_Requirements_: Reproduce the listing below verbatim, from its first line through the line that contains "[[[68,86],[64,86],[62,90],[71,90]]]", including both of those lines.
##########
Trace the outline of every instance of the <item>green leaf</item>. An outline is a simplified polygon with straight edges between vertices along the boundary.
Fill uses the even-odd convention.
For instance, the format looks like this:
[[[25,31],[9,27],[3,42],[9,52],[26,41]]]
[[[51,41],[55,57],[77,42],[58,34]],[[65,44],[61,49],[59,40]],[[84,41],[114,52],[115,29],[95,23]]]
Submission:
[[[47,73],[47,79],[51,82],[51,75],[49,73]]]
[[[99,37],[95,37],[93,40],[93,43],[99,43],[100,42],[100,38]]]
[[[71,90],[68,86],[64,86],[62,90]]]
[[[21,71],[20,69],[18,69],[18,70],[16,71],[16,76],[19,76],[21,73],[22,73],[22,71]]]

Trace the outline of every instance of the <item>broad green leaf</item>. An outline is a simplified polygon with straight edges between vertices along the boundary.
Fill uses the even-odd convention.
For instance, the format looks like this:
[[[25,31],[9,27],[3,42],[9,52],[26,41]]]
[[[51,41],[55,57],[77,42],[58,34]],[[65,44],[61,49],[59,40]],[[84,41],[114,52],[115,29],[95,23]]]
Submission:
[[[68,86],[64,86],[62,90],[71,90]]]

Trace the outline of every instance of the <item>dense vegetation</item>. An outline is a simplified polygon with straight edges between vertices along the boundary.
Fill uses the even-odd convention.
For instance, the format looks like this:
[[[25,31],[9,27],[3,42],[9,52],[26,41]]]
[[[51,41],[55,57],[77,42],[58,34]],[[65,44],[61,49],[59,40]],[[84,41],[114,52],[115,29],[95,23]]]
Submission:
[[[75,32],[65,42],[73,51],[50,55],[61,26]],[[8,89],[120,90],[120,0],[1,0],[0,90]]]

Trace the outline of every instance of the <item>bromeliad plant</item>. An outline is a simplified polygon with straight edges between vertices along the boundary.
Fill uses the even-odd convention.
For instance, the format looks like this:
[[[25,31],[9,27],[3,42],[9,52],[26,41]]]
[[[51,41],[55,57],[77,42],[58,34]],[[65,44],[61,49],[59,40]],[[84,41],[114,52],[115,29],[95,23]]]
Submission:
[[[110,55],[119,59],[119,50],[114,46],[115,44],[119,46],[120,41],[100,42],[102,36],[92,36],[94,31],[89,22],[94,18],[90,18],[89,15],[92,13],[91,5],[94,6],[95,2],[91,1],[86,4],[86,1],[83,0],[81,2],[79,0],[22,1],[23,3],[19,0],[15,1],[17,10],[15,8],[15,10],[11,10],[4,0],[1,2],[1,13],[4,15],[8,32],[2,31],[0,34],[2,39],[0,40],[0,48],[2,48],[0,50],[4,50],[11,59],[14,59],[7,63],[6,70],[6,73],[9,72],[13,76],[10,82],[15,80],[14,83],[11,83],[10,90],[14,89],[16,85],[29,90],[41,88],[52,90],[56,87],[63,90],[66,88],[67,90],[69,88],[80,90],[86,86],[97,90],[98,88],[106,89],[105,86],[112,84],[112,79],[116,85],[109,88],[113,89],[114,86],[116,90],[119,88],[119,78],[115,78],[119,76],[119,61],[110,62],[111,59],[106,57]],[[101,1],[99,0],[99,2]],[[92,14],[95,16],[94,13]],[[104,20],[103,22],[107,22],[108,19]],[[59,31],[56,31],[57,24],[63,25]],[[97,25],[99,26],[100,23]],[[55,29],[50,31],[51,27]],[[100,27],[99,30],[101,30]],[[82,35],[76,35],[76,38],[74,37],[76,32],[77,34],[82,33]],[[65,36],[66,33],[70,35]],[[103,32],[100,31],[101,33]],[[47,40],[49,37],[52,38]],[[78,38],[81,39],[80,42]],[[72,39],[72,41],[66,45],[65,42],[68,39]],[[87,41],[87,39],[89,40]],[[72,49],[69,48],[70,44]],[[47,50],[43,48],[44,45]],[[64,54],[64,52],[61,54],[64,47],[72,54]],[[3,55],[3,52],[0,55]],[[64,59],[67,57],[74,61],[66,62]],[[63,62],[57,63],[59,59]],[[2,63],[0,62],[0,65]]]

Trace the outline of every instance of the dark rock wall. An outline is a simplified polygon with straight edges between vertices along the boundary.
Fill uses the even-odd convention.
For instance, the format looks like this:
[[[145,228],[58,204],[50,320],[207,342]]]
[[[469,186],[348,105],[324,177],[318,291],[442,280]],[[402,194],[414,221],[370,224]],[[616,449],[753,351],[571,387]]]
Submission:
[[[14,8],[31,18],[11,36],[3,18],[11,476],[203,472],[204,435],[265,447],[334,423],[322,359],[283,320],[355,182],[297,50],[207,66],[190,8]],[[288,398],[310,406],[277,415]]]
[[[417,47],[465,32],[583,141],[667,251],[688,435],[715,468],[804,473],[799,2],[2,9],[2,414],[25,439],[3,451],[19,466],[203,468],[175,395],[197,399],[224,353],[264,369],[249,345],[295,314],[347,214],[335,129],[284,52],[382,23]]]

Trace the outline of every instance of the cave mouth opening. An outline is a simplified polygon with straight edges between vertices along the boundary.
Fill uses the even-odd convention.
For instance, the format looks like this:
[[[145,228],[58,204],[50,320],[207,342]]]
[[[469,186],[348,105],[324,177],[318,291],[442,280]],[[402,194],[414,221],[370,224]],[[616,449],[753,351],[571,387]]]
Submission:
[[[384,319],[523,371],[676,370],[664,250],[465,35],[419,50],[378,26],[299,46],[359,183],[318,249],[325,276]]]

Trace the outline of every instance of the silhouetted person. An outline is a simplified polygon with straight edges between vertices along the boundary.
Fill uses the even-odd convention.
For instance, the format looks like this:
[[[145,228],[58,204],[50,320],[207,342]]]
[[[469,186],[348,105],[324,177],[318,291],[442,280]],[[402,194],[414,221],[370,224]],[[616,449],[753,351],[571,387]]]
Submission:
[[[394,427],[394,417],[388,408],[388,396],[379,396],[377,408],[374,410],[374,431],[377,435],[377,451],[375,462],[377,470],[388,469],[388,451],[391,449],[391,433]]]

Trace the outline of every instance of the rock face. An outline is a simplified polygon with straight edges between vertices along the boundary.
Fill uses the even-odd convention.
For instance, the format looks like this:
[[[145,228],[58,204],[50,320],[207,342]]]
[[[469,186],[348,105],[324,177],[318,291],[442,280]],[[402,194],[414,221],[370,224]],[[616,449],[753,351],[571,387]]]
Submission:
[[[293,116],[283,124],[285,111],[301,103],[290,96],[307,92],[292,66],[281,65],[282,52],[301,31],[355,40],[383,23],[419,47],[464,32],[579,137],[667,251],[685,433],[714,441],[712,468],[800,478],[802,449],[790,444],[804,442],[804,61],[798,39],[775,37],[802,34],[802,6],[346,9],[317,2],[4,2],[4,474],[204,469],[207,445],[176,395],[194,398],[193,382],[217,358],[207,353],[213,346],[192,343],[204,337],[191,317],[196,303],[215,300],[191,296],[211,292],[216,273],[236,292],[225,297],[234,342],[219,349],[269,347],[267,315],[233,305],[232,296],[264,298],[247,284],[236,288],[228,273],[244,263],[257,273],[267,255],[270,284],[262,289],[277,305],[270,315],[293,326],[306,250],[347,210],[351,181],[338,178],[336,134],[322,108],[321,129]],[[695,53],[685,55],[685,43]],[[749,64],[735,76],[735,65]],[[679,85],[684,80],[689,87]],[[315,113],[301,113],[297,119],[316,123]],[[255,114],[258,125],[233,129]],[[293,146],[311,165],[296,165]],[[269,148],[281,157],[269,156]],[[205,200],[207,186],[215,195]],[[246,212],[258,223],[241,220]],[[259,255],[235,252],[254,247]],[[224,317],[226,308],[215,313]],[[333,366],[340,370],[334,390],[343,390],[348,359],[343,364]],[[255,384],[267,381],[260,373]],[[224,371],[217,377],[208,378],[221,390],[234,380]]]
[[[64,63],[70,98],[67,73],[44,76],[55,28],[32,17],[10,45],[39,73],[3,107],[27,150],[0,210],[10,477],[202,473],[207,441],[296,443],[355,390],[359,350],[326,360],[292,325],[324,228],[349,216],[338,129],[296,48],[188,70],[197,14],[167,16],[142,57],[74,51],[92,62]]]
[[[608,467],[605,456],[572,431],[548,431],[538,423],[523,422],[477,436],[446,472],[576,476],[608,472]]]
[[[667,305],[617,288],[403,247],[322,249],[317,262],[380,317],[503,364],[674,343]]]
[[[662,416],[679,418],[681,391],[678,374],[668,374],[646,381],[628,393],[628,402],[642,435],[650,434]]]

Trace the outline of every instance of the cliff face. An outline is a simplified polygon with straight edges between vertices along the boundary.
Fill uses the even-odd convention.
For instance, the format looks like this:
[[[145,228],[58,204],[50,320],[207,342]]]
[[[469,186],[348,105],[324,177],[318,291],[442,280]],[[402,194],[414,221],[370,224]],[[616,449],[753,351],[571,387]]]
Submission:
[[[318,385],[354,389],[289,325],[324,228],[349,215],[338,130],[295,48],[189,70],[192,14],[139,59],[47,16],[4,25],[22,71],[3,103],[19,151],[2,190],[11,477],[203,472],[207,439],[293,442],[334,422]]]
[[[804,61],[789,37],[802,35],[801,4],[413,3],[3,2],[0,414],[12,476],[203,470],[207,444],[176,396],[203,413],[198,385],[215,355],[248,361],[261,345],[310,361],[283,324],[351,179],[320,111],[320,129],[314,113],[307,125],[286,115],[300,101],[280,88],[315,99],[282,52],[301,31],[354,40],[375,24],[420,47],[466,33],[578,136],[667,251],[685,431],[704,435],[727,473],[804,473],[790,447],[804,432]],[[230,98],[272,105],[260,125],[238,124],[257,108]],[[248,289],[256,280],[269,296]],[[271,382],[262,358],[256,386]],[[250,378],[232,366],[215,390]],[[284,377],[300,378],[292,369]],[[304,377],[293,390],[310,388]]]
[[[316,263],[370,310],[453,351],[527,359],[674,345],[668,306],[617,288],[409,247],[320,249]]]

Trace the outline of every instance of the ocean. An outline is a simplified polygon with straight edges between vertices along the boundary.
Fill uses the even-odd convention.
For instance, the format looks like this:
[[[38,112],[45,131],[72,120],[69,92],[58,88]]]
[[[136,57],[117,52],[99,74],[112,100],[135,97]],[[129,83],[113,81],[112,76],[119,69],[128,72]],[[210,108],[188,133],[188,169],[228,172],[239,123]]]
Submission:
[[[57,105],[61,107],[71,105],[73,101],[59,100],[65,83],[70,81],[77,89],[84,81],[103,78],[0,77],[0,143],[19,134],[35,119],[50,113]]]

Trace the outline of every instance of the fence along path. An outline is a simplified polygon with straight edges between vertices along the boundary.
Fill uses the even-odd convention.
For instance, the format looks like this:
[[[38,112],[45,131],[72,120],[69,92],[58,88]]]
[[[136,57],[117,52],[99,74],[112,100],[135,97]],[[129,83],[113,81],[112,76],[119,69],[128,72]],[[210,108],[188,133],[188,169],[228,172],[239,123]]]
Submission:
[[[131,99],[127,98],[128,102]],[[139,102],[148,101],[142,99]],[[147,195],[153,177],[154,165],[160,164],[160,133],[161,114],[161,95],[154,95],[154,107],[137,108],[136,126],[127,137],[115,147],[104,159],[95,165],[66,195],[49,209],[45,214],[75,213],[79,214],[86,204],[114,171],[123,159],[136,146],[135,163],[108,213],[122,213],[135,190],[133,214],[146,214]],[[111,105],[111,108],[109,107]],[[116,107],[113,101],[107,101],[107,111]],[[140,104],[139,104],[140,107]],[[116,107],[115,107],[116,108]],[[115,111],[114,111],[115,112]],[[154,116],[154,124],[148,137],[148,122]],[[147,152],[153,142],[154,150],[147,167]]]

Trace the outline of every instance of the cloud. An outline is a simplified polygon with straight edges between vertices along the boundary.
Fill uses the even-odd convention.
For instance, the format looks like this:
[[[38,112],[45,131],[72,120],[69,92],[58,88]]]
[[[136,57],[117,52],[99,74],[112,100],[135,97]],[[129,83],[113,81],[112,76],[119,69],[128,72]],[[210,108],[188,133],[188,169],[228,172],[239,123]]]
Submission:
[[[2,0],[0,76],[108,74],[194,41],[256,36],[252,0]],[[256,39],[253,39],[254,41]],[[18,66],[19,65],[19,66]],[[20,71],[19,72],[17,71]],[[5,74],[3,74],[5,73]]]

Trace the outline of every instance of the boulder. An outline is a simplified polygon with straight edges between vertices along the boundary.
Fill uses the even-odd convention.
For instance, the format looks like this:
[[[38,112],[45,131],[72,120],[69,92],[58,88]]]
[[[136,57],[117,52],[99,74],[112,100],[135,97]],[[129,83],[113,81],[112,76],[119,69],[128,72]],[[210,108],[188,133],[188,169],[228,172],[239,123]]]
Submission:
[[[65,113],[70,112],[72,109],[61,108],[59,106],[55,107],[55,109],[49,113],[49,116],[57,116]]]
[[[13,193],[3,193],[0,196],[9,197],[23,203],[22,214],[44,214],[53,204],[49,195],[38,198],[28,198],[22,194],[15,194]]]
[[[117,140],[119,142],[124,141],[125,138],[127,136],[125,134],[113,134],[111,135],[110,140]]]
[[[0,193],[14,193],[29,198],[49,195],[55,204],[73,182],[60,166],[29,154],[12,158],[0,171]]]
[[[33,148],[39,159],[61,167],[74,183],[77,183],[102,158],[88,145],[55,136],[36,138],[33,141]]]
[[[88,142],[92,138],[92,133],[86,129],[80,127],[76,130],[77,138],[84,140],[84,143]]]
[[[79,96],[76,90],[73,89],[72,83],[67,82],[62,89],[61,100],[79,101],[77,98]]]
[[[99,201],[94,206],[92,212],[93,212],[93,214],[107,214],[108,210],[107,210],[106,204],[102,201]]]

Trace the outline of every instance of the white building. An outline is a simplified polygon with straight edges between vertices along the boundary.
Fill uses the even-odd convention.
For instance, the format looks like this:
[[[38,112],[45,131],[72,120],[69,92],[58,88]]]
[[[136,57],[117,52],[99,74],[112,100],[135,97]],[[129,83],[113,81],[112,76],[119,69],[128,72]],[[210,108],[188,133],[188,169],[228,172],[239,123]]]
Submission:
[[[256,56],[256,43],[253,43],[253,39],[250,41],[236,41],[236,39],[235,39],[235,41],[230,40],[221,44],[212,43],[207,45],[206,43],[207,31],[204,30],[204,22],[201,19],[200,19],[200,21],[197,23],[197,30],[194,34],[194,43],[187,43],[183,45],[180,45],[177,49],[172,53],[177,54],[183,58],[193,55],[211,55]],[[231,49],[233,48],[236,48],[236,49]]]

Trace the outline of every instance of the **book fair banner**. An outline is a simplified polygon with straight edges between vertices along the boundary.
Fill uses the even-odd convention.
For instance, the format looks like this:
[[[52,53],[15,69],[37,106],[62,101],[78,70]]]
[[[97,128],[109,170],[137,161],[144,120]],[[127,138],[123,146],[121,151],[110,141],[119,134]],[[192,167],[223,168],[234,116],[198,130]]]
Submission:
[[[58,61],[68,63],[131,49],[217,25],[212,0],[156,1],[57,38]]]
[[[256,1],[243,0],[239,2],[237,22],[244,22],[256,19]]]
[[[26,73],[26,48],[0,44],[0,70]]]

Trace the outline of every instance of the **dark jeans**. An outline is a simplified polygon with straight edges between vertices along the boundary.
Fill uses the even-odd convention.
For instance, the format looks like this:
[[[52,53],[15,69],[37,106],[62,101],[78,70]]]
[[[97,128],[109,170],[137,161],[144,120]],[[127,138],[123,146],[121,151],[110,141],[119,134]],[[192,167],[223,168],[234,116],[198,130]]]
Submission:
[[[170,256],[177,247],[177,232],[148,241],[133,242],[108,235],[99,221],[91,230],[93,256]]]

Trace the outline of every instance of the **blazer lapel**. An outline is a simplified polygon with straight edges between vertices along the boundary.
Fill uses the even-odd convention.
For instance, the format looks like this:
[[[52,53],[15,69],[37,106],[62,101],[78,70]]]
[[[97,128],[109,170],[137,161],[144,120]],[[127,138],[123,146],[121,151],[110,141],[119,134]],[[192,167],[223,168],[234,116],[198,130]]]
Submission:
##########
_The completed task_:
Trace the outline of every instance of the <item>green leaf</item>. An outline is a simplified polygon with straight edges between vertices along the boundary.
Fill uses the even-odd convention.
For instance, the format looks like this:
[[[25,31],[9,27],[3,42],[9,52],[26,41]]]
[[[51,41],[55,57],[77,42],[58,34]],[[65,44],[61,49],[59,40]],[[84,41],[114,52],[115,29],[95,23]]]
Submission:
[[[47,73],[47,79],[51,82],[51,75],[49,73]]]
[[[99,37],[95,37],[93,40],[93,43],[99,43],[100,42],[100,38]]]
[[[71,90],[68,86],[64,86],[62,90]]]
[[[21,71],[20,69],[18,69],[18,70],[16,71],[16,76],[19,76],[21,73],[22,73],[22,71]]]

Trace the outline of every instance of the <item>broad green leaf</item>. An outline is a simplified polygon with straight edges between vertices along the boundary.
Fill uses the even-odd convention.
For instance, the format looks like this:
[[[25,31],[9,27],[3,42],[9,52],[26,41]]]
[[[51,41],[55,57],[77,42],[58,34]],[[65,44],[61,49],[59,40]],[[84,41],[114,52],[115,29],[95,23]]]
Submission:
[[[68,86],[64,86],[62,90],[71,90]]]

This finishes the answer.